SUMMARY: Systems start disk thrashing

From: Stuart.Little@ssu.stcssl.co.uk
Date: Sun Jul 30 1995 - 06:26:25 CDT


Hi All,

Part of original question (24th June..)
> The problem is after about six days the systems
> slow down to the point of being unusable. When caught
> just before they became totally unusable vmstat
> showed they were paging heavily and you can hear constant
> disk activity.

I originally received a few responses indicating a leak in
volume-managment, patch 101907-05, or possibly named, patch
102479-01. With both of these applied we still had the problem.

Extracted records >>
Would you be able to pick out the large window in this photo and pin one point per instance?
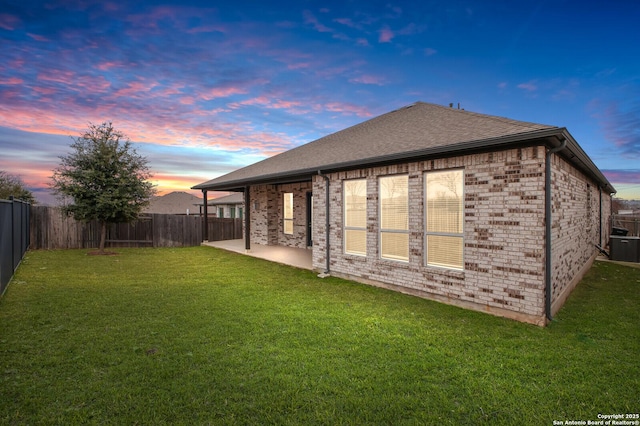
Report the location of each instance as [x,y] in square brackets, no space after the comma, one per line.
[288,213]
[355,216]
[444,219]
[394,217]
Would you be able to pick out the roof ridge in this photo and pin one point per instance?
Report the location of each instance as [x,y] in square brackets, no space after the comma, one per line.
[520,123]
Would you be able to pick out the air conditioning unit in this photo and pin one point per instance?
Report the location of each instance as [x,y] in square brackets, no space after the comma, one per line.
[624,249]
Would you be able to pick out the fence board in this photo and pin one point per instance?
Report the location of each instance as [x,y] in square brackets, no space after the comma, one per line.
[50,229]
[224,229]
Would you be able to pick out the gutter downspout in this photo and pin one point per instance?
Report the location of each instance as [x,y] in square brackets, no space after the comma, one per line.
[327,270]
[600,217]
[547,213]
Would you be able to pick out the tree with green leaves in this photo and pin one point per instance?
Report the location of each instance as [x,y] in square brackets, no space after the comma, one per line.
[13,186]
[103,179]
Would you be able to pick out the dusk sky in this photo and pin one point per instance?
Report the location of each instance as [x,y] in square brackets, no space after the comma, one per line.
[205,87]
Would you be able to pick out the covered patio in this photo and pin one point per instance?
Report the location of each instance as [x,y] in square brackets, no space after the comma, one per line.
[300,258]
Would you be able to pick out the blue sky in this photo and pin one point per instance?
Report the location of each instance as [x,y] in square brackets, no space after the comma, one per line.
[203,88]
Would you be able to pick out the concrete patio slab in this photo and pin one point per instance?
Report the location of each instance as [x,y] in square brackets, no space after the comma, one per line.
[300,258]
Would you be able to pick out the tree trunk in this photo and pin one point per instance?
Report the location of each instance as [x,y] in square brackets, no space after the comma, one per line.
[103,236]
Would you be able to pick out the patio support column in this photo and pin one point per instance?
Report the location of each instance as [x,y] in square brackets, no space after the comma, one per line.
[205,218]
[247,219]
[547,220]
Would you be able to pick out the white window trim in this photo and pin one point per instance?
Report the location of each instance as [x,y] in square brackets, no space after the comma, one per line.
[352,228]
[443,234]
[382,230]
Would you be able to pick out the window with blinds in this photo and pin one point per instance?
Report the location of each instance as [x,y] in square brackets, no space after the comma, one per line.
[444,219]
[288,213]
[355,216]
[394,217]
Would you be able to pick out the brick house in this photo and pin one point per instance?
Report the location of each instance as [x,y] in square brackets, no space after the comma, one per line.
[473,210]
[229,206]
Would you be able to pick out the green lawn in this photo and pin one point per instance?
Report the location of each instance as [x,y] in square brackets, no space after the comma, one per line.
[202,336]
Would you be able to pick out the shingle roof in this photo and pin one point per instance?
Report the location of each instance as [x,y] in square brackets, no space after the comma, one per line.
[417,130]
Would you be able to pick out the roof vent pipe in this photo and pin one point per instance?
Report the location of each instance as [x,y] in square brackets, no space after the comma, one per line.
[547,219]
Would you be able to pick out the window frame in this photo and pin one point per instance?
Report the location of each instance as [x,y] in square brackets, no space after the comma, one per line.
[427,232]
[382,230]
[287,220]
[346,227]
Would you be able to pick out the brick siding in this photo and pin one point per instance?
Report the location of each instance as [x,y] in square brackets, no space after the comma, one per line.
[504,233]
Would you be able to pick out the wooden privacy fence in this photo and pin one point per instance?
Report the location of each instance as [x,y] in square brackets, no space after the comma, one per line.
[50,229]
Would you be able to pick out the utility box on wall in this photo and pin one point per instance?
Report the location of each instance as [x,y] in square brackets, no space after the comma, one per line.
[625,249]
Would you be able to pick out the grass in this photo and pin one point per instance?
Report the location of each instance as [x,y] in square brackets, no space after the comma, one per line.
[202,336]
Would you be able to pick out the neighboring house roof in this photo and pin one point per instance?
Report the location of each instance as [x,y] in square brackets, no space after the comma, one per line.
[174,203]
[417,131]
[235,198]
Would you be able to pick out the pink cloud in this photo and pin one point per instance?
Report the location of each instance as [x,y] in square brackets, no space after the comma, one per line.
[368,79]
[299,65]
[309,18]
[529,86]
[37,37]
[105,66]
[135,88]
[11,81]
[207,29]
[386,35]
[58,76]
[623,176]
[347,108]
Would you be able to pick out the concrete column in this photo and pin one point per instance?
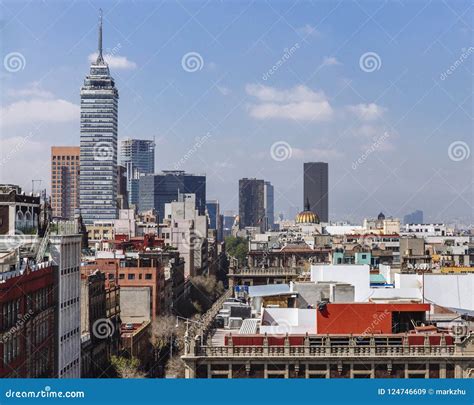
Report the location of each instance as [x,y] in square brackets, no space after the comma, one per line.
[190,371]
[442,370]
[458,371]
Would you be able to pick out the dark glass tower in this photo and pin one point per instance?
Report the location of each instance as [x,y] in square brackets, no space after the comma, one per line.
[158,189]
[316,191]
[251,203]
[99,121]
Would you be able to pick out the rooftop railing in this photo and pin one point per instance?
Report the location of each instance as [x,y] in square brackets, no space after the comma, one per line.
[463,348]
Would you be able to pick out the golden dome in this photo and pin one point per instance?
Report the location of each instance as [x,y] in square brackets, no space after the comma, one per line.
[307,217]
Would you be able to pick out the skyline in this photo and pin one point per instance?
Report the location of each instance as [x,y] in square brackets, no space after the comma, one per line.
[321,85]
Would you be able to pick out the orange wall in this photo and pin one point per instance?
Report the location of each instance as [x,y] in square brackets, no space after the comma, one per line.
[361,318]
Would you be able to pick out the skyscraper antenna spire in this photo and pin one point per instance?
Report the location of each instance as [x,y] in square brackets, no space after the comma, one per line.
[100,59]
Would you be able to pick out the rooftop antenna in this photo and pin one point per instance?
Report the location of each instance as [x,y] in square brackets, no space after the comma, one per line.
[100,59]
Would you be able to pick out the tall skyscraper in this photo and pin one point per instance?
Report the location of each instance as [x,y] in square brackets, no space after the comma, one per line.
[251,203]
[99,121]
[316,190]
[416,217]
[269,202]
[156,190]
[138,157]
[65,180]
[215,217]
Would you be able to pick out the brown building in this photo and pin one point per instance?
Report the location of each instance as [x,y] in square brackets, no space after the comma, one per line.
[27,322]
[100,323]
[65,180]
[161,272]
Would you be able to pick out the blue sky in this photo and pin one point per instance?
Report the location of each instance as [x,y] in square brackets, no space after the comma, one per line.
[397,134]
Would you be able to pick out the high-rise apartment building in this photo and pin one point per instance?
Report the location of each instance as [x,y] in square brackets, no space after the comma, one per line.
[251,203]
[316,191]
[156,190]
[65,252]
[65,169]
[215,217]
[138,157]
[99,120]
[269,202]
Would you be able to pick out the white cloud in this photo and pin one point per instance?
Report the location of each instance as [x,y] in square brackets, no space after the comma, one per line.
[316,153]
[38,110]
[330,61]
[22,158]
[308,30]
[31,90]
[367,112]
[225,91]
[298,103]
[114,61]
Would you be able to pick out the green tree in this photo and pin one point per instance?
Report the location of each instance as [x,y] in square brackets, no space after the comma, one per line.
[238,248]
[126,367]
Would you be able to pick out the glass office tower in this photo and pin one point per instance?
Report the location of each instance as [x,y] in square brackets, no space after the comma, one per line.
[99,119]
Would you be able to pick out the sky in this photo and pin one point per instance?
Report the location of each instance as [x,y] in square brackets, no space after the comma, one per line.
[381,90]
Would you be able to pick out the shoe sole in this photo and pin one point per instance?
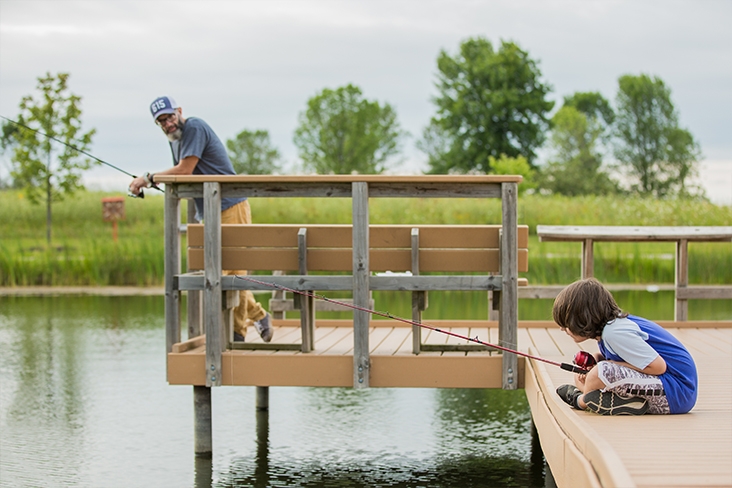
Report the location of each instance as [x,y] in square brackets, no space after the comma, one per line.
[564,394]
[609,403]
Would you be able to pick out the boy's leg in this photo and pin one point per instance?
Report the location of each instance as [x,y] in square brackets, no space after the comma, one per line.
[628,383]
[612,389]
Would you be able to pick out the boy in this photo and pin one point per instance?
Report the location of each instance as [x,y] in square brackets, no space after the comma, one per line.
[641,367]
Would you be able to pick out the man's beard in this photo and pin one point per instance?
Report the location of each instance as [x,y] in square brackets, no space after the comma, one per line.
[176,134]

* * *

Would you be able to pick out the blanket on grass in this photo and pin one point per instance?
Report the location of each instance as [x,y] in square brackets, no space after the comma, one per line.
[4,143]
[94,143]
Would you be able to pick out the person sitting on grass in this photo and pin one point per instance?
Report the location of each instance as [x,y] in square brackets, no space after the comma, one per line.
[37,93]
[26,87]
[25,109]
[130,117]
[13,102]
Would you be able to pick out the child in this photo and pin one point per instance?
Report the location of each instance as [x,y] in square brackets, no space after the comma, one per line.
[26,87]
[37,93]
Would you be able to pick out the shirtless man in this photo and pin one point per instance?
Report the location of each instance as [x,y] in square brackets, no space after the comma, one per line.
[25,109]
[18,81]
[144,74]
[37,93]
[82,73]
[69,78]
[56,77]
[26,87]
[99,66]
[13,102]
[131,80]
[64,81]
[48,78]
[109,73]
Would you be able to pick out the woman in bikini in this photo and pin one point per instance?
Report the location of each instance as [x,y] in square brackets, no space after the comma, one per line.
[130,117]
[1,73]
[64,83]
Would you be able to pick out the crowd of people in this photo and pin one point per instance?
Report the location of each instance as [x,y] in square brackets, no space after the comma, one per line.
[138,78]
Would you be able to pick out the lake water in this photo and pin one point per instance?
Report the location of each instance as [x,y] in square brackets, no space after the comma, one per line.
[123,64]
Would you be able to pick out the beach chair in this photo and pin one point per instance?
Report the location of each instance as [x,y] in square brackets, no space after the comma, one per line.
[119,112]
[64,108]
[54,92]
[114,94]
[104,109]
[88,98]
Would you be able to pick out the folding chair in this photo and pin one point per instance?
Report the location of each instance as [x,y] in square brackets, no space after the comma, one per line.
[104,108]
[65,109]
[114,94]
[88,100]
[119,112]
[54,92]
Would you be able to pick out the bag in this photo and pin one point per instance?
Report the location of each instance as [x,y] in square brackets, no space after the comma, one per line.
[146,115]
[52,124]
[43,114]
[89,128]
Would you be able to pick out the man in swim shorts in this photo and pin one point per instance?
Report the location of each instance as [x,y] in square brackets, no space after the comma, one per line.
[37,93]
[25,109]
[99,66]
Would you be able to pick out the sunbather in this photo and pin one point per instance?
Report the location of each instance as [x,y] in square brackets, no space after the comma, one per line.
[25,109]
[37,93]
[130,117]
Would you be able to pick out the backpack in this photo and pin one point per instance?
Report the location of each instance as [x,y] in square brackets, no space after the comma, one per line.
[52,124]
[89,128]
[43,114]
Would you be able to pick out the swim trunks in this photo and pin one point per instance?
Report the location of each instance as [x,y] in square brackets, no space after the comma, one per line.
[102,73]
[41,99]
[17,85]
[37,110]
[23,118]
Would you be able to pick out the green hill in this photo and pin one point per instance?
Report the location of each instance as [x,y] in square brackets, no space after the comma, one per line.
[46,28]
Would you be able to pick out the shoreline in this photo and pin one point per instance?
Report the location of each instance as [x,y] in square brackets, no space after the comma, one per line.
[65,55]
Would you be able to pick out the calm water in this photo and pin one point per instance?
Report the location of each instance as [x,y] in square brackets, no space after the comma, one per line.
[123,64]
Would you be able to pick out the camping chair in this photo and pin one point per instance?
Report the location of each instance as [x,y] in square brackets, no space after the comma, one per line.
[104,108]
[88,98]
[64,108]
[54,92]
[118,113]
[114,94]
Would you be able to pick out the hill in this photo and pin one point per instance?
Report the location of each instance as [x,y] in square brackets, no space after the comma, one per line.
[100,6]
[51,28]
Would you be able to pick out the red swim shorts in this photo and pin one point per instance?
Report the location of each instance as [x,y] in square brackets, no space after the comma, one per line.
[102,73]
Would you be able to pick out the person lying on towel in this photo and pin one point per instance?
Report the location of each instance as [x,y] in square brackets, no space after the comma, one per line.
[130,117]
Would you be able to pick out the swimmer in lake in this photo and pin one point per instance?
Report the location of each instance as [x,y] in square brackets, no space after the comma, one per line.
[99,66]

Challenges >>
1. In the disk thrashing summary, after about how long do the systems slow down?
2. List every symptom of the problem that the disk thrashing summary describes.
3. From the disk thrashing summary, write out the stretch from "I originally received" through "had the problem.".

Task responses >>
1. After about six days.

2.
- The systems slow down to the point of being unusable.
- vmstat showed they were paging heavily.
- Constant disk activity could be heard.

3.
I originally received a few responses indicating a leak in
volume-managment, patch 101907-05, or possibly named, patch
102479-01. With both of these applied we still had the problem.